■ What you will do ■
All lines from the one containing "Kindly mark the innermost point of each instance of the shrub" through the last line of the listing below are to be copied exactly. Exclude the pictures.

■ Exercise input ■
+ + +
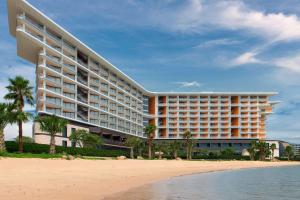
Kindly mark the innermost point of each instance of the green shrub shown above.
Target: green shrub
(34, 148)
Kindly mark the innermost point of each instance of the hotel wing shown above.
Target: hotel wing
(76, 83)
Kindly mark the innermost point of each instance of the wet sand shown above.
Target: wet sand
(97, 179)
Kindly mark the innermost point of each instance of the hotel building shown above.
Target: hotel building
(76, 83)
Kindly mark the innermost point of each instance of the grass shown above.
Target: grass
(31, 155)
(49, 156)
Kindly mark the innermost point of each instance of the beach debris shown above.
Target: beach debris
(121, 158)
(159, 154)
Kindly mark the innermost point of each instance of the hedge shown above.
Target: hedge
(12, 146)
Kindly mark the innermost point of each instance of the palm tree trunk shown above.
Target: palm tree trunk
(175, 154)
(150, 149)
(20, 124)
(190, 152)
(187, 150)
(52, 144)
(131, 153)
(2, 141)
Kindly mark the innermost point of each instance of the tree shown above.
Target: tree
(6, 117)
(160, 148)
(263, 150)
(134, 143)
(252, 150)
(53, 125)
(26, 139)
(273, 147)
(175, 147)
(149, 131)
(20, 92)
(187, 136)
(228, 153)
(83, 138)
(289, 152)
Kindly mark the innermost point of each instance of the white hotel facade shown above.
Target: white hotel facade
(76, 83)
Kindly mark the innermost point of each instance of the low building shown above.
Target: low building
(296, 149)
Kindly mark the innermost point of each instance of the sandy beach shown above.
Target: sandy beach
(96, 179)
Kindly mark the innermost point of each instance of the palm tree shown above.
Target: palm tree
(84, 138)
(20, 92)
(263, 149)
(273, 147)
(6, 117)
(149, 131)
(252, 150)
(187, 136)
(175, 146)
(134, 143)
(289, 152)
(53, 125)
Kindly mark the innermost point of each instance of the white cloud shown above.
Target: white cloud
(189, 84)
(272, 26)
(218, 42)
(245, 58)
(290, 62)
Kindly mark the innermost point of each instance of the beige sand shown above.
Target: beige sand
(95, 179)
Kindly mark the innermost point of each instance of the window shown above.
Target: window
(64, 143)
(65, 132)
(73, 144)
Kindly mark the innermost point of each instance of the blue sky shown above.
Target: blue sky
(185, 46)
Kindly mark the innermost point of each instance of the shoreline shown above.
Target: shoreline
(100, 179)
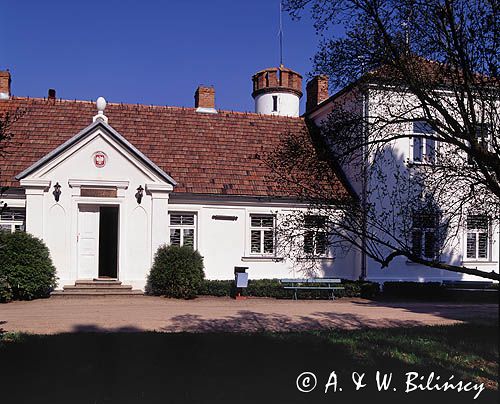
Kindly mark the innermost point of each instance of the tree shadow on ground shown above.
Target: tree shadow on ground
(484, 313)
(250, 321)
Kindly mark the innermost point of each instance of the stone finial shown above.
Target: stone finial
(101, 106)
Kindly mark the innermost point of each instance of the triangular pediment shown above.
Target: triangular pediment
(97, 152)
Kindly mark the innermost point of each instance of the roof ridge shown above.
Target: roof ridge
(151, 106)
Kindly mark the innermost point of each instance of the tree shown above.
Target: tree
(432, 68)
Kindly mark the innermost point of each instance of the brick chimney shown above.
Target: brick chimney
(204, 99)
(317, 91)
(4, 85)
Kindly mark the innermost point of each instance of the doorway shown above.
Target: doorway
(108, 242)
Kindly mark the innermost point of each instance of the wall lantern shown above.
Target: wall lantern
(57, 191)
(139, 194)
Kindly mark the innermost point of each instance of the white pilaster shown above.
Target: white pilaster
(35, 190)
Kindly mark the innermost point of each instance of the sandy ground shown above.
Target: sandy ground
(205, 314)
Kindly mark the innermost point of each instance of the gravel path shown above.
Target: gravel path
(205, 314)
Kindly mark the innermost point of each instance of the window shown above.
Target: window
(315, 239)
(424, 148)
(477, 237)
(262, 234)
(483, 137)
(12, 219)
(275, 103)
(182, 229)
(424, 234)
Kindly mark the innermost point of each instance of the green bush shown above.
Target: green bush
(273, 288)
(176, 272)
(414, 290)
(26, 267)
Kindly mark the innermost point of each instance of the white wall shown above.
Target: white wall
(225, 244)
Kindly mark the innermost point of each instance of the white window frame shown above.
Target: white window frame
(182, 227)
(262, 230)
(316, 231)
(483, 140)
(424, 145)
(13, 224)
(424, 231)
(476, 232)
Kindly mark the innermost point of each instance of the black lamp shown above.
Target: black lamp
(139, 194)
(57, 191)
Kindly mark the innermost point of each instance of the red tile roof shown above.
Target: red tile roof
(205, 153)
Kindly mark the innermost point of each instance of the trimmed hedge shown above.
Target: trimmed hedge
(26, 270)
(273, 288)
(414, 290)
(176, 272)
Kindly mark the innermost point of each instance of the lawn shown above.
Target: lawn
(247, 368)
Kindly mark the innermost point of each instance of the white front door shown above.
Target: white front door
(88, 241)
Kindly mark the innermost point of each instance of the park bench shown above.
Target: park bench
(330, 284)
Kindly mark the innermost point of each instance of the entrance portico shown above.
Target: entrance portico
(100, 205)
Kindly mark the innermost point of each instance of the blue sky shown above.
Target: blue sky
(150, 52)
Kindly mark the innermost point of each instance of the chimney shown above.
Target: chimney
(204, 99)
(317, 91)
(4, 85)
(52, 94)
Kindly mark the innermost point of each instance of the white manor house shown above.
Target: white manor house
(103, 185)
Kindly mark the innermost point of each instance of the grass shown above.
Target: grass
(244, 368)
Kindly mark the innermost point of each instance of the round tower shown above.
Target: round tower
(277, 91)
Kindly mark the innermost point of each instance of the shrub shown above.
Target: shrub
(176, 272)
(414, 290)
(26, 267)
(273, 288)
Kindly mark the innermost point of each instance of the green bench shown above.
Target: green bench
(330, 284)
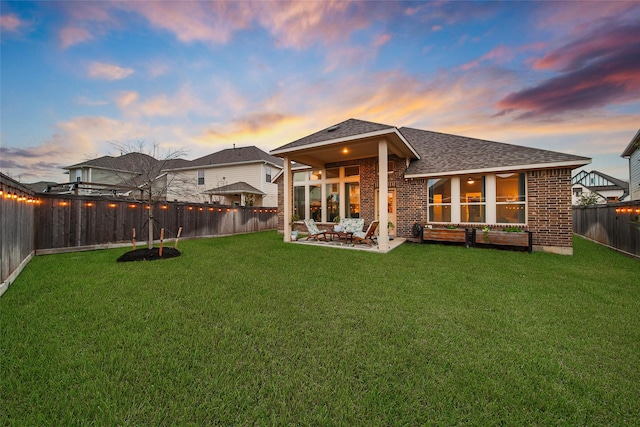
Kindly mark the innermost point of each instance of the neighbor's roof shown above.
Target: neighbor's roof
(451, 154)
(236, 187)
(633, 145)
(351, 127)
(232, 156)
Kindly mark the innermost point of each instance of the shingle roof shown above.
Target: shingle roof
(620, 183)
(633, 145)
(443, 153)
(236, 155)
(127, 162)
(345, 129)
(236, 187)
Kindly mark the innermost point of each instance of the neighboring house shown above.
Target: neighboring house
(119, 175)
(632, 152)
(607, 188)
(427, 178)
(236, 176)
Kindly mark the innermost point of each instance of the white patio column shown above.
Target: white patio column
(287, 204)
(383, 192)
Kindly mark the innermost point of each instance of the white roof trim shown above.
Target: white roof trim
(346, 139)
(219, 165)
(500, 169)
(629, 151)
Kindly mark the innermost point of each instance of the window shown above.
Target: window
(510, 198)
(315, 202)
(328, 193)
(299, 207)
(332, 173)
(351, 171)
(390, 166)
(478, 199)
(352, 199)
(472, 200)
(333, 201)
(440, 200)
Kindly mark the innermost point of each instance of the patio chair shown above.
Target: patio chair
(351, 225)
(314, 232)
(366, 236)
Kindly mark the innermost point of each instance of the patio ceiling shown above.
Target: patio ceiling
(349, 148)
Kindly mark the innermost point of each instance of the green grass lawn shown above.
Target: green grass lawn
(247, 330)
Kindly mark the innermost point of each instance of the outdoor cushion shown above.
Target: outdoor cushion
(314, 231)
(351, 225)
(366, 236)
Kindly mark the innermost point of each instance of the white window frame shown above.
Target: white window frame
(490, 203)
(322, 182)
+ + +
■ Correct result ■
Kindly mark the innermost point of each instance of the shrub shown above.
Target: shrub
(176, 272)
(414, 290)
(26, 267)
(273, 288)
Kindly mark the innermost point of each instance of the green bench shown above.
Target: green bench
(330, 284)
Kindly mark the innermost point of each instance of the neighbor's roof shown above.
Target: neighbor's roof
(451, 154)
(236, 187)
(633, 145)
(351, 127)
(232, 156)
Kindly mark the innermost point of each instance of the shingle roof shown above.
Target: shingle roof
(620, 183)
(633, 145)
(443, 153)
(236, 155)
(127, 162)
(345, 129)
(236, 187)
Kindly mark the innermost point of each instance of the neighboring house shown above.
Target: neighboring house
(119, 175)
(632, 152)
(607, 188)
(427, 178)
(236, 176)
Kindly mark the innermost point of each instance of the white patio column shown above.
Target: white patio column
(287, 204)
(383, 192)
Kindly mark the innermost point of each instance of the white roof trim shown above.
Target: white roof trim
(346, 139)
(219, 165)
(500, 169)
(629, 151)
Kindly mark the innermost point of each instance of the window shown above.
Target: window
(510, 198)
(315, 202)
(328, 193)
(299, 207)
(332, 173)
(351, 171)
(390, 166)
(478, 199)
(352, 199)
(472, 200)
(333, 201)
(440, 200)
Kindly mark the innermost point of each instance of the patio chair shown above.
Target: patio chair
(351, 225)
(314, 232)
(366, 236)
Kindly mark the innermost point of each instance of the patio ceiling shown above.
Target: patio ceiling
(349, 148)
Kindly mark the innermost point of each instance of the green grass lawn shown above.
Target: green grass lawn
(247, 330)
Kindly mark the innermost point of each instance of the outdoor cushion shown above.
Target: outdoor cushion
(314, 231)
(351, 225)
(366, 236)
Kindly mark the innermost point of each instance of the white window frame shown above.
Target: white window frame
(490, 203)
(322, 182)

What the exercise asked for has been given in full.